Point annotation records
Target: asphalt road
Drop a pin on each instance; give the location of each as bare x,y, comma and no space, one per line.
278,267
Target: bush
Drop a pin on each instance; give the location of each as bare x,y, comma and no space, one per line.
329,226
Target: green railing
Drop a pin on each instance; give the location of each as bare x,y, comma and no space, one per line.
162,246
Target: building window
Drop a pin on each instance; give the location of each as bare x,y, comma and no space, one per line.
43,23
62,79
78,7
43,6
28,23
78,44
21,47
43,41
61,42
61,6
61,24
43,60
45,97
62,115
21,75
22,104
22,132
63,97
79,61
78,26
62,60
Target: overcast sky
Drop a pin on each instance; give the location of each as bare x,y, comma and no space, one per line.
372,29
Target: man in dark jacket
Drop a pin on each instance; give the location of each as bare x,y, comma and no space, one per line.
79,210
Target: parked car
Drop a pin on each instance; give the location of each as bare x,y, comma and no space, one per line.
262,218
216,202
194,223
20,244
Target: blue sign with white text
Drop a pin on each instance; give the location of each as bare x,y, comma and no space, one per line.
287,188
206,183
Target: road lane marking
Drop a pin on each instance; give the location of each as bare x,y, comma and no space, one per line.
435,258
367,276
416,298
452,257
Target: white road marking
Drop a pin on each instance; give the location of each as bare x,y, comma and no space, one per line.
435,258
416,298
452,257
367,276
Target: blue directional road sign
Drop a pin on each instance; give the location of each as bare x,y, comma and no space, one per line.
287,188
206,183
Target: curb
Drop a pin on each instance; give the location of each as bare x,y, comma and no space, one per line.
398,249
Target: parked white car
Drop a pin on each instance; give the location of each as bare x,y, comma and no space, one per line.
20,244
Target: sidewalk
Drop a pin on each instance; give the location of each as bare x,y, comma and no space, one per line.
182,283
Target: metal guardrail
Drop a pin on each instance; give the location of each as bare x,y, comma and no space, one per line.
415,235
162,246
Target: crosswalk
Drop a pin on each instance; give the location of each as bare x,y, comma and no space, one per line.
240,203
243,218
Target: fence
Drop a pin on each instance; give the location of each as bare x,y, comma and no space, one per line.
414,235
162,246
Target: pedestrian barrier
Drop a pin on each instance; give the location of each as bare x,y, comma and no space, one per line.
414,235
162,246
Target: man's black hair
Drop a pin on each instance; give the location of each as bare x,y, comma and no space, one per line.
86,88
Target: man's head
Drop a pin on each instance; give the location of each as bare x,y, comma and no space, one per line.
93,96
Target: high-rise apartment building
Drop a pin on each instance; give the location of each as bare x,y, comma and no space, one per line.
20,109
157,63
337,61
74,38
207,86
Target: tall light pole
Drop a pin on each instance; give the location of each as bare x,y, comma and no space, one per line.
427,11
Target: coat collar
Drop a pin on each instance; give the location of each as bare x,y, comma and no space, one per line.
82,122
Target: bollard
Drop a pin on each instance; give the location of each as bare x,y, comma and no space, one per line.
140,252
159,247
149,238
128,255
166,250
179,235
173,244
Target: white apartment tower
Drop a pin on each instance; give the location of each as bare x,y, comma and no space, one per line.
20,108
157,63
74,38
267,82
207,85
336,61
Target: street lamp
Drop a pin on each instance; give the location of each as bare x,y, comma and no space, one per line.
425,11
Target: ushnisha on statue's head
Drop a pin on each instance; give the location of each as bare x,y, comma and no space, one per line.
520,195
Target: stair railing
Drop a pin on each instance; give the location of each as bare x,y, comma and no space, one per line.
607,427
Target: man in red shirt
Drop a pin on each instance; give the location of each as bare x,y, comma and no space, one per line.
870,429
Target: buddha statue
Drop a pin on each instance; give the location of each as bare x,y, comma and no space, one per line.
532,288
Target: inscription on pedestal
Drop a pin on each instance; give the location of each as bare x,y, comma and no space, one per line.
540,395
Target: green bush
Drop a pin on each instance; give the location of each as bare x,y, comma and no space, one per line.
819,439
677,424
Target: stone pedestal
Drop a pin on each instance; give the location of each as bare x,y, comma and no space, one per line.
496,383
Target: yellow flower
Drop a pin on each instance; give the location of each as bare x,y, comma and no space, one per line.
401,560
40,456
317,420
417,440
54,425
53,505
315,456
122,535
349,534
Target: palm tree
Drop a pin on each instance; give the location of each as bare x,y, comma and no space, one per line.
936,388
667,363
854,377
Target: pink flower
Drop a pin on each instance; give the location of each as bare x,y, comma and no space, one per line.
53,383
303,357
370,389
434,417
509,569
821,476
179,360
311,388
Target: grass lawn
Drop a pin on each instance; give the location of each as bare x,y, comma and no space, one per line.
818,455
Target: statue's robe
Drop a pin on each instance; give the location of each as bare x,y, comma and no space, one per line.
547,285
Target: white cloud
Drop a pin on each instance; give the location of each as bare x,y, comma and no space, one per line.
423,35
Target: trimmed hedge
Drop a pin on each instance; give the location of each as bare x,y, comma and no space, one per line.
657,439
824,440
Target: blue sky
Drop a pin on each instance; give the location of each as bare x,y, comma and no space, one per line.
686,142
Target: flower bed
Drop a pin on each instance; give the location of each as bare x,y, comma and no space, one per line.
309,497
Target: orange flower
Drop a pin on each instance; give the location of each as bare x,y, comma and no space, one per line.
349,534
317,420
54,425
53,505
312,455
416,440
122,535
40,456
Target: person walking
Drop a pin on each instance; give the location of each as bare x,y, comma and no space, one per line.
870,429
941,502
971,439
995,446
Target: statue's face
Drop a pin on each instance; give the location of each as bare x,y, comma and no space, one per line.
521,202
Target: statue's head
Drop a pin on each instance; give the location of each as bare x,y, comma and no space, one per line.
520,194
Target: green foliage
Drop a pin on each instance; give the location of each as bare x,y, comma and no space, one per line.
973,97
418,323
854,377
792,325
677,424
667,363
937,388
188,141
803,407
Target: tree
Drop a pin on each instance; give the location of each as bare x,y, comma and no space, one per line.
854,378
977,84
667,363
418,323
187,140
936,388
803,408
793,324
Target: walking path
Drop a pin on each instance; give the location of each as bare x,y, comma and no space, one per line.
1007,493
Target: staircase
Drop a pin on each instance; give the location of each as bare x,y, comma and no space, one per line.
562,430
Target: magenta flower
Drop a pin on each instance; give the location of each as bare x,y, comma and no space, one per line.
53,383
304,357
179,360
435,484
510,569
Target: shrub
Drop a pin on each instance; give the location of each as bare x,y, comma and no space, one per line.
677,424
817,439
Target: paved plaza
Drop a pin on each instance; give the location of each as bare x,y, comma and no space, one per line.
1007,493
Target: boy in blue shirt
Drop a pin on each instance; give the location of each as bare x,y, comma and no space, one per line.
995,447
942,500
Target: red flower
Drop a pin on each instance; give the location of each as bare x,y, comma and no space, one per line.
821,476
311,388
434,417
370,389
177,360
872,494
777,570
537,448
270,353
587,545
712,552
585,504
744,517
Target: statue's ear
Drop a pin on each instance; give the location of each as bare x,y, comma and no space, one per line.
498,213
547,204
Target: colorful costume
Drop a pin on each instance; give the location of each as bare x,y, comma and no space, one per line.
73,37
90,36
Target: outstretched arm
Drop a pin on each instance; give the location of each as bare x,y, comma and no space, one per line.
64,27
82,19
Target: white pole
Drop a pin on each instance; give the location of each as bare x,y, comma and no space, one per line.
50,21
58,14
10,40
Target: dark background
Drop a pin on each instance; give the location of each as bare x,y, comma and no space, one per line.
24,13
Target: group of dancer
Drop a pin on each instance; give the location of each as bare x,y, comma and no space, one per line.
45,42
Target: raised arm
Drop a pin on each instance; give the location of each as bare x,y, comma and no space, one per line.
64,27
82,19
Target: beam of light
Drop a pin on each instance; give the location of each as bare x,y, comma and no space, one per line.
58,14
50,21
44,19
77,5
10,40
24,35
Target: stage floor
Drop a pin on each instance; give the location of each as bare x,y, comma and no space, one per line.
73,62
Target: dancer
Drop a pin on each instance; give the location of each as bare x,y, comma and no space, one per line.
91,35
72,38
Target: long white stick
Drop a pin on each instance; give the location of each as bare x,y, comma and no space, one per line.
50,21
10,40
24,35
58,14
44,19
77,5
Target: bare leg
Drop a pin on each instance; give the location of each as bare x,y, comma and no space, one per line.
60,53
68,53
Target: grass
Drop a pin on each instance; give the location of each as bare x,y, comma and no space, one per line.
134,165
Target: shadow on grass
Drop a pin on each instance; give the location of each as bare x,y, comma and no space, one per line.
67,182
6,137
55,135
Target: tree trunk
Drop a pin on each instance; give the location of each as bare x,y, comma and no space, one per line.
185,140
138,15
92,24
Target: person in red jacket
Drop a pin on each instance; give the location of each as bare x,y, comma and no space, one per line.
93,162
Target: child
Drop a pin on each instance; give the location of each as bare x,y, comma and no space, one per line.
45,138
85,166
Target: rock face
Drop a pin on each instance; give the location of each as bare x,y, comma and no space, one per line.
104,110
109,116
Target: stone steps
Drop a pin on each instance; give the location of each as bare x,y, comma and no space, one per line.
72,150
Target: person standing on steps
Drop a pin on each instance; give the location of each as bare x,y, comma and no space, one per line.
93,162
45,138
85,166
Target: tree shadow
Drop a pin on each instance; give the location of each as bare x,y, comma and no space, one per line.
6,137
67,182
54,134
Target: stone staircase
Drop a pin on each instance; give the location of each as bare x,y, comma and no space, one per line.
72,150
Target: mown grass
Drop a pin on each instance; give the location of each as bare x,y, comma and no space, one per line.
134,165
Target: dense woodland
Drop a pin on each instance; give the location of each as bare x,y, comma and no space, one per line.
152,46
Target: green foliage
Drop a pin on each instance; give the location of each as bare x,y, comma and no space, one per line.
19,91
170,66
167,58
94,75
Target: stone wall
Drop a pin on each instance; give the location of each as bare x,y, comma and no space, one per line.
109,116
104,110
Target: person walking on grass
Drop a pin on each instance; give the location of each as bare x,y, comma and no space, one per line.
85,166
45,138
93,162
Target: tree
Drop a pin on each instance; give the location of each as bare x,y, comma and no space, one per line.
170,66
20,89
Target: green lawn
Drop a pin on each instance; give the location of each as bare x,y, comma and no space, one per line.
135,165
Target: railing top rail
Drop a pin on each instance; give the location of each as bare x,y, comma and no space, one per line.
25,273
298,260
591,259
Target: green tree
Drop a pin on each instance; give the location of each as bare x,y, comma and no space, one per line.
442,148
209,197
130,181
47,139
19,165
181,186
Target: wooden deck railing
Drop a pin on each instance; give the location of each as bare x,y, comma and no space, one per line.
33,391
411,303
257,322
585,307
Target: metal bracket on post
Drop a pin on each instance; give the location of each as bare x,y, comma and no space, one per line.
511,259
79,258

Your goal: From the line holding "Target: stone staircase" through the last line above, reproduce each line exactly and add nothing.

Output for this exercise:
Target: stone staircase
Drop a pin on each instance; give the location of each as bare x,y, comma and no space, one per line.
72,150
Target: mown grass
Drop a pin on each instance; give the location of each as bare x,y, comma and no space, one per line.
134,165
Target: dense woodland
Drop a pin on each instance; give the location of each as bare x,y, comma and no space, one per line.
152,46
Target: green foliage
Drop a pin on each instance; give the location of each as bare x,y, comma and no space, one per line.
19,91
170,66
167,58
94,75
Target: stone wall
Drop a pin on each instance; give the location of each as bare x,y, comma and no space, one per line.
109,116
104,110
Target: person walking on grass
Drop a pin on each instance; give the location of each as bare x,y, comma and no space, one per line.
85,166
45,138
93,162
Target: tree
Drop a pin on each instance; give the location of each as bare x,y, comma and no space, one per line.
170,66
20,89
Target: green lawn
Drop a pin on each instance; give the location of each as bare x,y, comma and no space, one per line.
135,165
Target: railing top rail
Drop a pin on each instance; give the location of each as bare x,y, comma and no space, one per line.
25,273
298,260
591,259
Target: green tree
Drop a pin on each instance; give the location of each as bare x,y, comma and no space, one per line.
442,148
209,197
130,181
47,139
19,165
181,186
Target: wooden deck railing
Drop a pin on each instance; give the location of each as bare x,y, comma and no space, one per line.
33,391
411,303
257,322
585,307
Target: metal bracket on post
Drop a pin on each instance; give the location of each as bare x,y, comma and no space, one per line.
511,259
79,258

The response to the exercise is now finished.